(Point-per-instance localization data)

--------

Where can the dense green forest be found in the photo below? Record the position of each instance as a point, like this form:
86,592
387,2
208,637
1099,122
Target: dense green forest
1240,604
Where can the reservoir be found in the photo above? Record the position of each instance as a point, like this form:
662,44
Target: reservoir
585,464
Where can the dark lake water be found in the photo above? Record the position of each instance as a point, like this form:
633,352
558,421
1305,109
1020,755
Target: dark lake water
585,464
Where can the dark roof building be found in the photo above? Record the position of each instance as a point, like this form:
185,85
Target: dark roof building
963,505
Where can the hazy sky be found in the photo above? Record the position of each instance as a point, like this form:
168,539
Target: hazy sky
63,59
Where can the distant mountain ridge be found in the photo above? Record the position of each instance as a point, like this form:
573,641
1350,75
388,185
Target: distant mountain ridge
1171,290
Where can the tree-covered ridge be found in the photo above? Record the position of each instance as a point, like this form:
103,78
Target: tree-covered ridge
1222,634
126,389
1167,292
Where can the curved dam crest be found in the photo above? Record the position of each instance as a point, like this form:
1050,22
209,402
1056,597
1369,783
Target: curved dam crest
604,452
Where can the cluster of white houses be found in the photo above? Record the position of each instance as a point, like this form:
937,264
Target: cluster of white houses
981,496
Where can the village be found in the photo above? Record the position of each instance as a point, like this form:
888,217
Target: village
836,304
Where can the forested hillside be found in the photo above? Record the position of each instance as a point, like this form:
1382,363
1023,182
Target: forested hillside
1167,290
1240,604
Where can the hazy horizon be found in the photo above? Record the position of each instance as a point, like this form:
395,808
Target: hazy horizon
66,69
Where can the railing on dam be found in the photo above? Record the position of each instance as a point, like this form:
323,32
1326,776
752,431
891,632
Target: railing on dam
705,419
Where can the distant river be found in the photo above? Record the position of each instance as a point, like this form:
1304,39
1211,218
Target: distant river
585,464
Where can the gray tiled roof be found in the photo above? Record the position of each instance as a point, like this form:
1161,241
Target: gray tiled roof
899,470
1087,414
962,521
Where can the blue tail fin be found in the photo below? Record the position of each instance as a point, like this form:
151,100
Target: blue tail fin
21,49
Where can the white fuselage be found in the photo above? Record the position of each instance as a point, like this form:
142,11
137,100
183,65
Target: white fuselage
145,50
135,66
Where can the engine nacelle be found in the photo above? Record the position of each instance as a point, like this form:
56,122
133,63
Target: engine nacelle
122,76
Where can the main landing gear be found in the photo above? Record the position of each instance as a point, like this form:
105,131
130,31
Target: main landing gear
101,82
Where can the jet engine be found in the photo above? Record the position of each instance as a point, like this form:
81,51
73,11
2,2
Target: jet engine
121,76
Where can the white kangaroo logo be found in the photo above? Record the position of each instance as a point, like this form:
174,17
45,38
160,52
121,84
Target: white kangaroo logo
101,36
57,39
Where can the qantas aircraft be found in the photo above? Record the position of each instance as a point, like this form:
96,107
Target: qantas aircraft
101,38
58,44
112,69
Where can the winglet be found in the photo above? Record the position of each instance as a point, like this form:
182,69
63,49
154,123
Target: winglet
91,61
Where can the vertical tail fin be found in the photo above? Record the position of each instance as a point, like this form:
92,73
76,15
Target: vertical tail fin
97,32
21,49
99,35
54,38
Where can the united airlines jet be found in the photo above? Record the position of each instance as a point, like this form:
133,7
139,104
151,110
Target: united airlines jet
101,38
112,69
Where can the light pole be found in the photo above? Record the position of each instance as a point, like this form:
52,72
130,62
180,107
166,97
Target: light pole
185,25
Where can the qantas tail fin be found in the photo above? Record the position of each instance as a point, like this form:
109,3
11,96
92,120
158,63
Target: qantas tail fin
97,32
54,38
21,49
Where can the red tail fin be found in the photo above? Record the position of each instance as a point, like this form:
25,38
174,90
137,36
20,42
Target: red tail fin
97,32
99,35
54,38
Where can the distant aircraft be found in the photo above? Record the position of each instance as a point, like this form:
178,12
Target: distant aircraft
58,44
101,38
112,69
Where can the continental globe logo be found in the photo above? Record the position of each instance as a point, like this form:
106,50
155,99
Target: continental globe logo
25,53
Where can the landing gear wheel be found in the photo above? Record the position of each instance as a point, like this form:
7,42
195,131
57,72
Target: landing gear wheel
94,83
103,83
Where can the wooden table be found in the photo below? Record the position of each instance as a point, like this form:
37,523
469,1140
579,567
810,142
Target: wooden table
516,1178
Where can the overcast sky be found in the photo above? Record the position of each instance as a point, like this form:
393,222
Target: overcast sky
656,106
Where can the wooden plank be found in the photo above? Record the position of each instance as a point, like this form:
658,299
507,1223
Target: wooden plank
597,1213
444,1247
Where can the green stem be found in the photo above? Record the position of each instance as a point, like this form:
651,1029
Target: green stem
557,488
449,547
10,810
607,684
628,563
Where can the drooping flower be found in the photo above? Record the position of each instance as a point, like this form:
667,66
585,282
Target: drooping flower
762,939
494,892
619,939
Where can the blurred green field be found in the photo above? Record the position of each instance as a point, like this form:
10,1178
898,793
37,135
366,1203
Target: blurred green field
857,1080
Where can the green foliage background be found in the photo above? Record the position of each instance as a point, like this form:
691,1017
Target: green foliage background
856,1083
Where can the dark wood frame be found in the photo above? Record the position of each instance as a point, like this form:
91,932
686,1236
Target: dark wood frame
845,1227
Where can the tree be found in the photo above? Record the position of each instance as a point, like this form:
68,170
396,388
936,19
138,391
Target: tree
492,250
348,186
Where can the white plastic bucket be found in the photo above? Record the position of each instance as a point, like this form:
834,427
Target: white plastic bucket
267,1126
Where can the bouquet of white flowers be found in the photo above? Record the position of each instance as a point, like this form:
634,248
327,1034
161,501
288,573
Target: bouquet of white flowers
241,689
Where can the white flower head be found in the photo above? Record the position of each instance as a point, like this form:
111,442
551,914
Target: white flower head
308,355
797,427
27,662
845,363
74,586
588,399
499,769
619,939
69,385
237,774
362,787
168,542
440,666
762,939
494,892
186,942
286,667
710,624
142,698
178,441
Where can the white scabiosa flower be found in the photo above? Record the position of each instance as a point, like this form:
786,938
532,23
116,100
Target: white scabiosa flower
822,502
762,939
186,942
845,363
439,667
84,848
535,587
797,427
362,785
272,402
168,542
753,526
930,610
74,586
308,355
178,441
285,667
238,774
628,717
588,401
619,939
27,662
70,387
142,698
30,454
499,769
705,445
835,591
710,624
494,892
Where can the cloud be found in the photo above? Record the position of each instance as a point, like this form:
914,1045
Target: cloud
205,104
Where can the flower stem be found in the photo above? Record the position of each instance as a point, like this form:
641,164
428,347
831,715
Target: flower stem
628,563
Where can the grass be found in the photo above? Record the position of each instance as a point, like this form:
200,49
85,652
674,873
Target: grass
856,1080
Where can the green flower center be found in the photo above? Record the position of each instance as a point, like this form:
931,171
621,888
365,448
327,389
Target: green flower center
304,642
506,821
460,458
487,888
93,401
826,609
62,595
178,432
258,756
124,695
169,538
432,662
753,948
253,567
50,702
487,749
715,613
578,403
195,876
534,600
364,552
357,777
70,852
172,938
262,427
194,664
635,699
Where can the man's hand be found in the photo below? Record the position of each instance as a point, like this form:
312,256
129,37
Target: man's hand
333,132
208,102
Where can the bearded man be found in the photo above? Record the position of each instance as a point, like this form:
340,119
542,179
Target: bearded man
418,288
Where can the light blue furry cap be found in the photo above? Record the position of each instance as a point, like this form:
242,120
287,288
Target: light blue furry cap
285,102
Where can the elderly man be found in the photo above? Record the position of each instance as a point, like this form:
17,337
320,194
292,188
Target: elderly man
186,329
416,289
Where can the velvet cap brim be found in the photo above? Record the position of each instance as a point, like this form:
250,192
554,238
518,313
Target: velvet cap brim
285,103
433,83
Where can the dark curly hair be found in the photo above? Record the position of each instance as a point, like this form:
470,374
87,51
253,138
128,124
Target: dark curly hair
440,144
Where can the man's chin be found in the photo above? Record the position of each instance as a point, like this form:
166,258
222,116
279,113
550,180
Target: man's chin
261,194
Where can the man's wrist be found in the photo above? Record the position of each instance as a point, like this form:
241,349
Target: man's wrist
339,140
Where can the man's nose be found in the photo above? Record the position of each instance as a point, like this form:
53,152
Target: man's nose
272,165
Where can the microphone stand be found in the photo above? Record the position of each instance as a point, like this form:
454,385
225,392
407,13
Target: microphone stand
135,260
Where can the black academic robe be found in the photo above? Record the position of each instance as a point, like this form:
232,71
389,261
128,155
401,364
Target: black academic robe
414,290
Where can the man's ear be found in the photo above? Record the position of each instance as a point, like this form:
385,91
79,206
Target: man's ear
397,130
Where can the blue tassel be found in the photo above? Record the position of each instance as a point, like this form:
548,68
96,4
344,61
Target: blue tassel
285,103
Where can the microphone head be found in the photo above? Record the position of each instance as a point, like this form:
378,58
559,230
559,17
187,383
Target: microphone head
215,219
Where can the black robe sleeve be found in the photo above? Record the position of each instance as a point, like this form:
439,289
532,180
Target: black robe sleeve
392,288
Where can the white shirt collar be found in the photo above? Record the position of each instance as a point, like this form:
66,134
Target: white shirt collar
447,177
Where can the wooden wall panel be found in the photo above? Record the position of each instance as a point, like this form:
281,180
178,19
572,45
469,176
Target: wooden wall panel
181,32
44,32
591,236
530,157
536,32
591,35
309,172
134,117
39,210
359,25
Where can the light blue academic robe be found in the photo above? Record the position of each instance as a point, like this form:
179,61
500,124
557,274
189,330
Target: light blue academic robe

--------

**ASSIGNMENT**: With "below" as the search string, filter the records and return each line that has it.

**SOLVED PROBLEM**:
Where can the dense green forest be found in the photo below? Record the position of each instance as a point, like this form:
Where can the blue tail fin be found in the photo below? Record the position of each instance as a point, like this form:
Where can the wooden table be found in the photo below? Record the position of each instance as a point, like this form:
Where can the man's hand be found in the photo below? Record the position of each instance as a point, like this form:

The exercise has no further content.